Text for analysis.

================================

- By Lisa Jevens
Personalized Car Services Come Right to Your Door
If you’re too young to remember the days of house calls, you now have a chance to experience them. Or at least your car does.
Many auto repair, auto cleaning and emergency service companies are happy to come to you at home and work on your vehicle. These personalized mobile services were designed for convenience. You may even find yourself paying less than traditional service providers because of low overhead.
All in the detailing
That’s exactly what one older gentleman did who lived in a Downers Grove retirement community and wanted his ride cleaned up.
Paul Kludac, owner of Detail Kings, a car detailing service based in Downers Grove, answered the call. He was happy to come out and get the WWII veteran’s car detailed.According to Kludac, they ended up becoming friends. “Later on Veterans Day I went to his community and had breakfast with him and other residents, some of whom spoke about their wartime experiences. I thought it was awesome,” Kludac says. “I talked about my experience in the Marine Corps.”
Detail Kings is a big operation for a detail shop, with 50 employees. Its bread and butter comes from setting up shop in parking lots on pre-arranged days. “We bring our own water and electricity and detail cars all day,” Kludac says.

================================

Given data.
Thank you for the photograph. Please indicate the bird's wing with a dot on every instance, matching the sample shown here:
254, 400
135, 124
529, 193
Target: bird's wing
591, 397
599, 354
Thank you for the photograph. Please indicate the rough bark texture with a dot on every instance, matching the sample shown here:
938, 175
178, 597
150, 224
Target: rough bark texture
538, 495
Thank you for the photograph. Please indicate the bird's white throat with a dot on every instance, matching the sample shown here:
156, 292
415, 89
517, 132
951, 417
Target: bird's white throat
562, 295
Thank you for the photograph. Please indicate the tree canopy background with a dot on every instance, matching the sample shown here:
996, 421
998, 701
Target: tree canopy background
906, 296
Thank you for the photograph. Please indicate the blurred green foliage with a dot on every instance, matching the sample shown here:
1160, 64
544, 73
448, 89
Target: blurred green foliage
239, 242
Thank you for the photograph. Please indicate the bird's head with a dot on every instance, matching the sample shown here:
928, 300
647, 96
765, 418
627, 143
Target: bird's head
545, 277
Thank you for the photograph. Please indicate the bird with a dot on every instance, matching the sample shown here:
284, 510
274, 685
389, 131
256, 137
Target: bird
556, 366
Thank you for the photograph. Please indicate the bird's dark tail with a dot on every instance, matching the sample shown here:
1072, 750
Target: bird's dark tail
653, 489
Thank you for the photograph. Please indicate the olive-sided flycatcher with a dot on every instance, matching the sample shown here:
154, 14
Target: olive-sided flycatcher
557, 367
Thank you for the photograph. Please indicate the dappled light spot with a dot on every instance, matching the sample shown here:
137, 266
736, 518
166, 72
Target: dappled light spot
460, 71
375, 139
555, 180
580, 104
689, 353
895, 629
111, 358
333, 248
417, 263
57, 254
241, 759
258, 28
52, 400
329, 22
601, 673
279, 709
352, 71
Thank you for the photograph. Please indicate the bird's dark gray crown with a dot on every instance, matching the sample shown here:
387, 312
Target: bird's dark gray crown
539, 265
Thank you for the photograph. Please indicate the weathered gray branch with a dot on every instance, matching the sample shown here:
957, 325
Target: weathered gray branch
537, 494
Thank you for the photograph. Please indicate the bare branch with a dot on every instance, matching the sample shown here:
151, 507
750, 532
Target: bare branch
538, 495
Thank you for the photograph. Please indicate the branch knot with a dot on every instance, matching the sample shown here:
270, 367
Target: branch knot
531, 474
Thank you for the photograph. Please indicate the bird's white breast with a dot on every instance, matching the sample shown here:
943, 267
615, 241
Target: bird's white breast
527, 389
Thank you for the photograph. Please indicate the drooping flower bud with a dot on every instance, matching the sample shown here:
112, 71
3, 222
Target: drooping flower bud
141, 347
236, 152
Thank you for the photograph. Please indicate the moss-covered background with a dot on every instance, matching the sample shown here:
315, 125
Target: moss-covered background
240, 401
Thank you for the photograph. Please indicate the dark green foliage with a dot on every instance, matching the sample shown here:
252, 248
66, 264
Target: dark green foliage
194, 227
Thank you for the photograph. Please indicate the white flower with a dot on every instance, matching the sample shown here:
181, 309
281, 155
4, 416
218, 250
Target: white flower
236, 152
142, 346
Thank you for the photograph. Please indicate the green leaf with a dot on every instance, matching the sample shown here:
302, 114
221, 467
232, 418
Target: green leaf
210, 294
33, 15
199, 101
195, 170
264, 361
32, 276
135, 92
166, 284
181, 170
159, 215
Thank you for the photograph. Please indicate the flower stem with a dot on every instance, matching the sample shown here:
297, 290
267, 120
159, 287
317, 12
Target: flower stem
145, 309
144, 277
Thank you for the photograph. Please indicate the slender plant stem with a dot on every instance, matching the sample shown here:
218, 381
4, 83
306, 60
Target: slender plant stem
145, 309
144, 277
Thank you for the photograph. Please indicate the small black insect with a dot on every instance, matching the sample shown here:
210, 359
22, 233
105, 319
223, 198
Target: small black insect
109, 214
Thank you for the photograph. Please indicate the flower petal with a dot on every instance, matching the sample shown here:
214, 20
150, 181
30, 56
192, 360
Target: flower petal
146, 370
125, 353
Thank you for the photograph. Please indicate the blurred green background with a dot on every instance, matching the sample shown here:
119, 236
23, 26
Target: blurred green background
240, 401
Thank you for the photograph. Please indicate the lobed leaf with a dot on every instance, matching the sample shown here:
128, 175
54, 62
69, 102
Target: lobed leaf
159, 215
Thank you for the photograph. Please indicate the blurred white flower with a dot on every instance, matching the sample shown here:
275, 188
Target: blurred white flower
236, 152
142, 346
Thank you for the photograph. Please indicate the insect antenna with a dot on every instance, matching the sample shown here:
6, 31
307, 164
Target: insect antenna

================================

Task to complete.
Answer these questions using the article on mobile car services:
1. According to the article, why might customers pay less for mobile services than for traditional service providers?
2. How many employees does Detail Kings have?
3. In which military branch did Paul Kludac serve?
The rows come from a separate source and have nothing to do with the text.

Reply.
1. Because of low overhead.
2. 50.
3. The Marine Corps.